# Large workshop queries



## Amorphous15 (28 Jun 2020)

Hia,

So as part of a purchase of a new house and land I am looking to build a substantial 2000sqft workshop.

Why so big ask? Well, 

1: I'll be building 
Shepard's huts that will be going to another part of the property to start a camping business.

2: I want to rent out three further Bench's to local makers full time and also incorporate short courses for maybe 5-10 students at a time.

3: I want a big shop. Because.

So my initial thoughts are to buy a used steel frame structure and clad it in a local wood like Doug fir etc. I have access to three phase but I want to know what your thoughts are on pricing. Any input or suggestions would be great. I really just need some input from people that have done it before on things I might have overlooked My initial budget is 50k but can go higher.

Cheers


----------



## Trevanion (28 Jun 2020)

You seem very confident about building the shed, but have you got planning permission?

**Written problem 1**
In the workshop thread, how large a workshop does the first poster plan to build?
**Written problem 2**
Please write the next part of the workshop thread, picking up after its final post.

**Extracted entries**
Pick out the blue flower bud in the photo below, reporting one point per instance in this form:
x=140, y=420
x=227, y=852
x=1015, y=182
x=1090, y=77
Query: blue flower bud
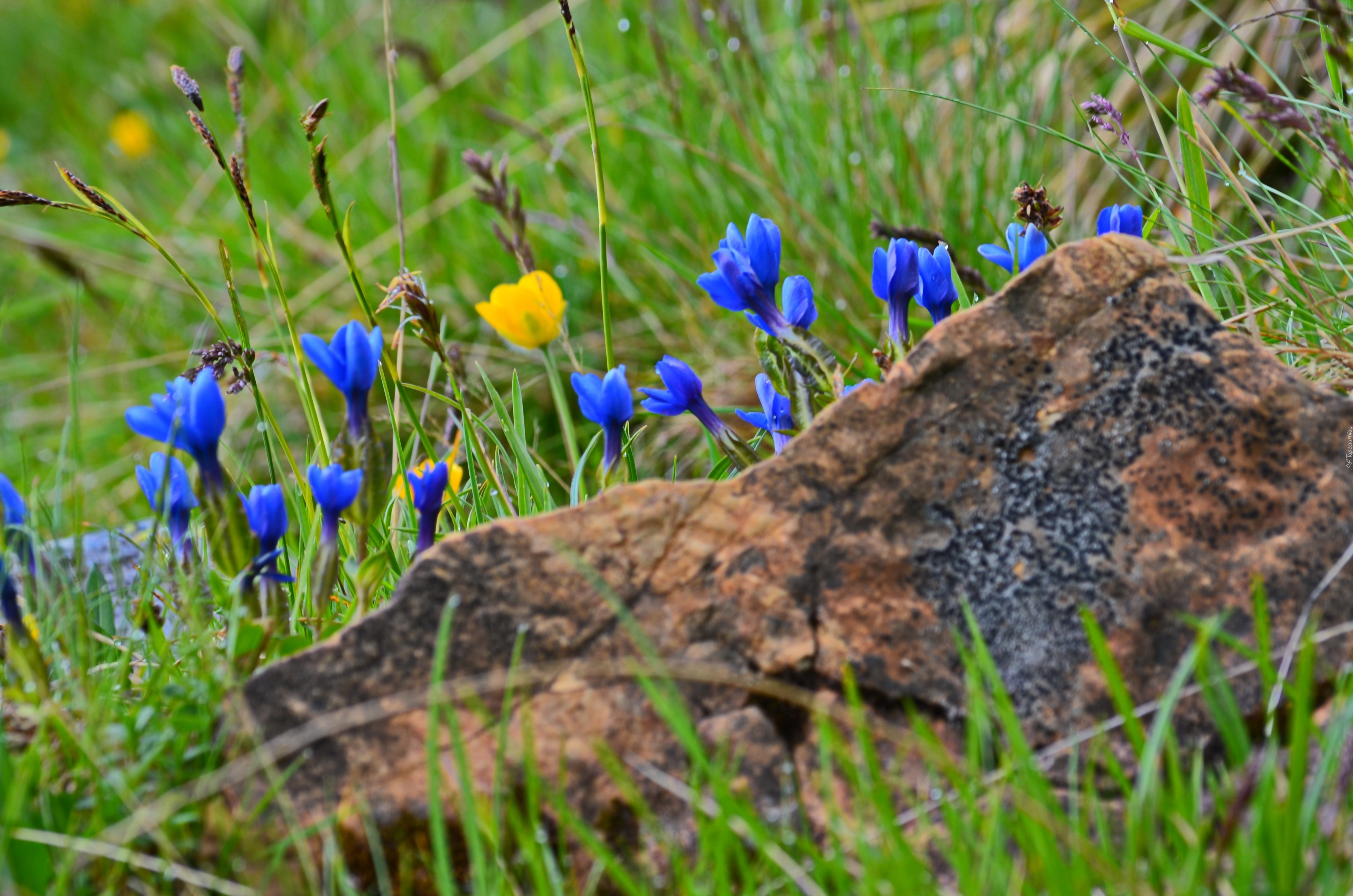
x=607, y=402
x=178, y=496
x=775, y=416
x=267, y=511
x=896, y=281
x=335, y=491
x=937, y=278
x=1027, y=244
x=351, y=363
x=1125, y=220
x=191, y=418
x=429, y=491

---

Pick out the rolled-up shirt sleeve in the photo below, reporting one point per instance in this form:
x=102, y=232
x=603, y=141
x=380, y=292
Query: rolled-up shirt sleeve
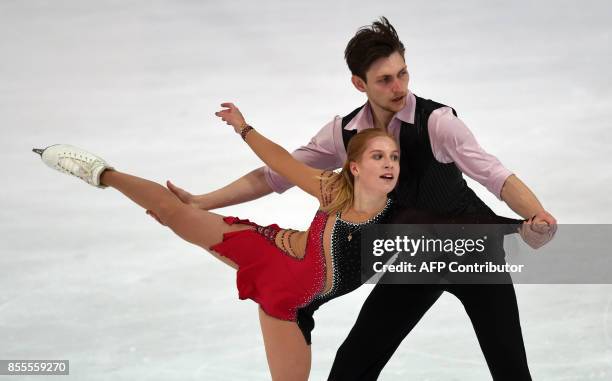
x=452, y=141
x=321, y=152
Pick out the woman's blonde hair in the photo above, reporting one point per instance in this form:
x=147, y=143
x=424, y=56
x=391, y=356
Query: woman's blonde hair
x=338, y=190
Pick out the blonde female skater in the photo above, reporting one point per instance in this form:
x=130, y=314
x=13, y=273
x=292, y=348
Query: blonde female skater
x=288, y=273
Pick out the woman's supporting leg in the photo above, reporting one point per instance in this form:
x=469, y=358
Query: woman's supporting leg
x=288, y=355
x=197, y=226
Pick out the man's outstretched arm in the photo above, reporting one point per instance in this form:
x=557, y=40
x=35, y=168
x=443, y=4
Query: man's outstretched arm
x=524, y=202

...

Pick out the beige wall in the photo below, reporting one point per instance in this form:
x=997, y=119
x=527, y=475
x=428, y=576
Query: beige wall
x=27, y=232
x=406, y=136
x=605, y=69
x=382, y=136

**Written response 1**
About 2,000 square feet.

**Written response 2**
Also, you'd be surprised how small 2000sqft will feel once you start putting stuff and people in there, punching over 6000sqft and could still do with more room.


----------



## Amorphous15 (28 Jun 2020)

The architect is working on it as we speak. As it brings employment it helps when building projects like this



> Also, you'd be surprised how small 2000sqft will feel once you start putting stuff and people in there, punching over 6000sqft and could still do with more room.



I can probably go bigger, it's just dependant on cost/Vs benefit. But I do agree bigger tends to be better.


----------



## deema (28 Jun 2020)

I would suggest that you get a fully galvanised frame (hardly any addition to a painted frame) and clad with it insulated composite panels. It will work out cheaper, I looked at your proposed route when I built mine. The actual building was the cheapest bit! 
Think of roller shutter door(s) (make sure you an back a lorry in through it.....at a minimum a 7.5tonner.......ask me how I know.......my door is 100mm too short) I’d go for electrically actuated with additional interlocked bolts for security. At least one pedestrian access door (you might need 2 depending on layout / fire regs) with mutilocks all around.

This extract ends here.